**Source records**
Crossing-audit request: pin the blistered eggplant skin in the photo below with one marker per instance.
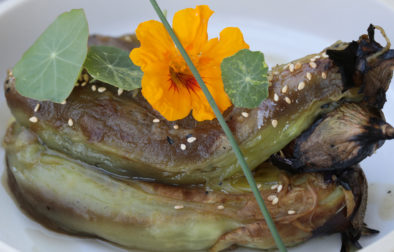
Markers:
(117, 133)
(340, 139)
(78, 199)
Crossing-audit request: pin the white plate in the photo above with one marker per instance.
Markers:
(283, 30)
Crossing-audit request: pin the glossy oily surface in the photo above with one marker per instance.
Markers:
(284, 31)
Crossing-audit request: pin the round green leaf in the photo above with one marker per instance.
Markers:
(113, 66)
(244, 78)
(49, 69)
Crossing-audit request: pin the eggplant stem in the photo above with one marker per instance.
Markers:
(385, 49)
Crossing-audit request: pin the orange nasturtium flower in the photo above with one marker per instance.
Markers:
(168, 84)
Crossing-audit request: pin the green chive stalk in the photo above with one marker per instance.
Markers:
(226, 130)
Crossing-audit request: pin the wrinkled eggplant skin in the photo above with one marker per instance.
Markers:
(340, 139)
(72, 197)
(116, 133)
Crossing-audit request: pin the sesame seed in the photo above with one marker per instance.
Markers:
(313, 65)
(37, 107)
(33, 119)
(271, 197)
(301, 85)
(101, 89)
(284, 89)
(191, 139)
(86, 77)
(291, 68)
(274, 123)
(280, 187)
(276, 97)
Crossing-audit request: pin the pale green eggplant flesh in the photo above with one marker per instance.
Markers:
(117, 133)
(79, 199)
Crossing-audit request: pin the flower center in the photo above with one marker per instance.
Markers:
(182, 78)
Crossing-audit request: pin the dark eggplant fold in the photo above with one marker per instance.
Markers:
(116, 133)
(339, 139)
(76, 198)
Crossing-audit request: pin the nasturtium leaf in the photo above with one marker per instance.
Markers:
(244, 78)
(113, 66)
(49, 69)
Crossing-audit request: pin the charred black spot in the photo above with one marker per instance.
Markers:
(169, 140)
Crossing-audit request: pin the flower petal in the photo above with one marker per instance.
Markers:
(172, 104)
(156, 44)
(190, 25)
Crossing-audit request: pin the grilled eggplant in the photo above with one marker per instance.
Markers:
(116, 133)
(341, 138)
(77, 198)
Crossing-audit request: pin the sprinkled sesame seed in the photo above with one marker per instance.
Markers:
(86, 77)
(280, 187)
(313, 65)
(301, 85)
(33, 119)
(101, 89)
(276, 97)
(271, 197)
(284, 89)
(191, 139)
(37, 107)
(274, 123)
(291, 68)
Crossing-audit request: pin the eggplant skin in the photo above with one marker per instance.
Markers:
(79, 199)
(116, 133)
(340, 139)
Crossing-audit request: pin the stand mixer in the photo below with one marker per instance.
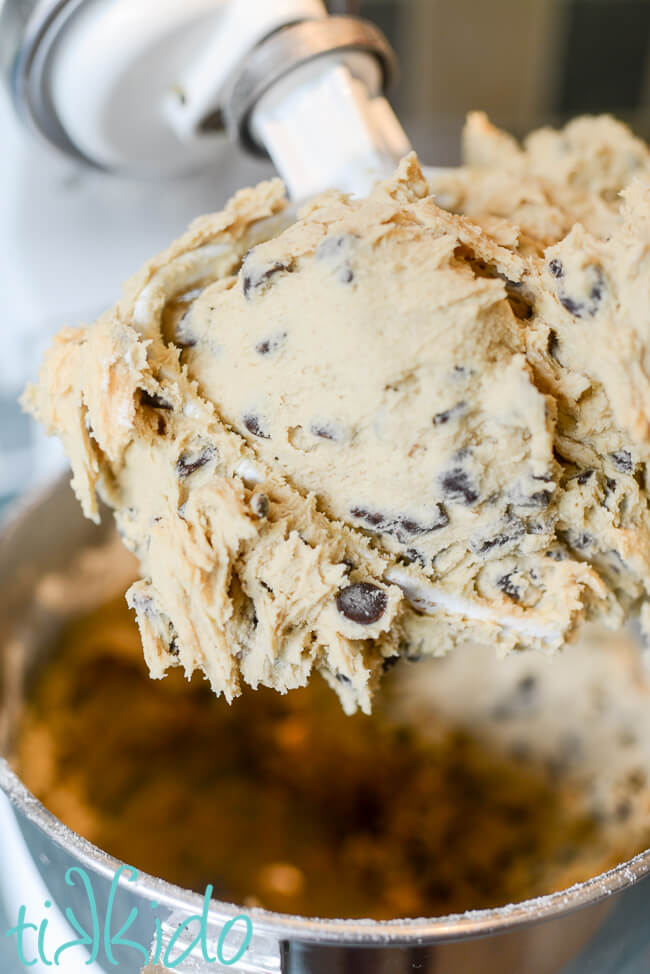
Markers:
(158, 90)
(156, 87)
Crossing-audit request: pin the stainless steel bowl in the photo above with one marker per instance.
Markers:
(599, 926)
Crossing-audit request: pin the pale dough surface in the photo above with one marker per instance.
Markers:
(383, 427)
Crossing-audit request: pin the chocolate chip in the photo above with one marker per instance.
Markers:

**Exercise task**
Rewrite all of the data above with "Crossing-audit request" changed to "Labeling request" everywhere it appears, keeping everything else the same. Leave the pictures out of your answer.

**Result of the task**
Labeling request: pin the blistered eggplant skin in the photo below with one marker per instance.
Markers:
(117, 133)
(340, 139)
(78, 199)
Labeling request: pin the white plate in the photo above with one marker per instance.
Markers:
(283, 30)
Labeling request: pin the glossy oily surface in the photo above with one marker per instance.
Markers:
(284, 31)
Labeling request: pin the round green leaf in the photo above with one marker per instance.
Markers:
(113, 66)
(244, 78)
(49, 69)
Labeling request: pin the eggplant stem in the photo above with one marker per instance.
Markers:
(385, 49)
Labeling request: pin the orange nasturtium flower in the photo above with one marker per instance.
Markers:
(168, 84)
Labeling request: pin the green chive stalk in the photo above with one marker per instance.
Markers:
(226, 130)
Labeling request: pin the wrinkled eggplant skin in the photo above with one marker per instance.
Markers:
(340, 139)
(72, 197)
(116, 133)
Labeling request: pin the sesame seed in the photo above with one marker per instance.
Markers:
(313, 65)
(37, 107)
(33, 119)
(271, 197)
(301, 85)
(101, 89)
(284, 89)
(191, 139)
(86, 77)
(291, 68)
(274, 123)
(280, 187)
(276, 97)
Labeling request: pin the pale green eggplant flesh in the photo above with one marker per instance.
Markers:
(117, 133)
(79, 199)
Labeling request: pin the flower center in the photo above with one marker per instance.
Markers:
(182, 78)
Labeling request: pin the dark eggplant fold in the photo above with one marker per instance.
Markers:
(116, 133)
(339, 139)
(76, 198)
Labeling request: pin the nasturtium leaf in the photo above with one marker per instance.
Markers:
(244, 78)
(113, 66)
(49, 69)
Labeling request: pin the charred black spot in the photo above with one marker per instance.
Markers:
(169, 140)
Labeling request: pin the flower petal in the photo above with one marker per instance.
Markers:
(172, 104)
(156, 44)
(190, 25)
Labeling request: pin the grilled eggplant in the photo above with one marker per instance.
Markers:
(116, 133)
(341, 138)
(77, 198)
Labeling request: pin the sprinkled sesame seed in the photo above with one marker per instance.
Markers:
(86, 77)
(280, 187)
(313, 65)
(301, 85)
(33, 119)
(101, 89)
(276, 97)
(271, 197)
(284, 89)
(191, 139)
(37, 107)
(274, 123)
(291, 68)
Labeling request: pin the eggplant skin in the photo above with one marker per instance.
Markers:
(79, 199)
(116, 133)
(340, 139)
Labeling request: pin the stand mixer in the photo below with one marker per instance.
Markers:
(158, 90)
(156, 87)
Labeling request: pin the stainless steel bowl in the photo above with one marker per instance.
Markers:
(599, 926)
Labeling request: pin the pale dough surface in the photo above with one marker per instance.
Markers:
(383, 427)
Labeling request: pin the chocolate chip in the photo above with one marker per instance.
Markers:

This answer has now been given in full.